*Prompt:* Reproduce the listing below line for line, without changing anything.

*Listed entries:*
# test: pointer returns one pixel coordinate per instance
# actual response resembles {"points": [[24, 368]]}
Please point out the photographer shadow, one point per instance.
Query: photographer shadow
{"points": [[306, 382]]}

*Task solution:*
# test: pointer returns one pixel coordinate per instance
# actual response resembles {"points": [[24, 368]]}
Please point out the photographer shadow, one point per instance.
Query: photographer shadow
{"points": [[306, 382]]}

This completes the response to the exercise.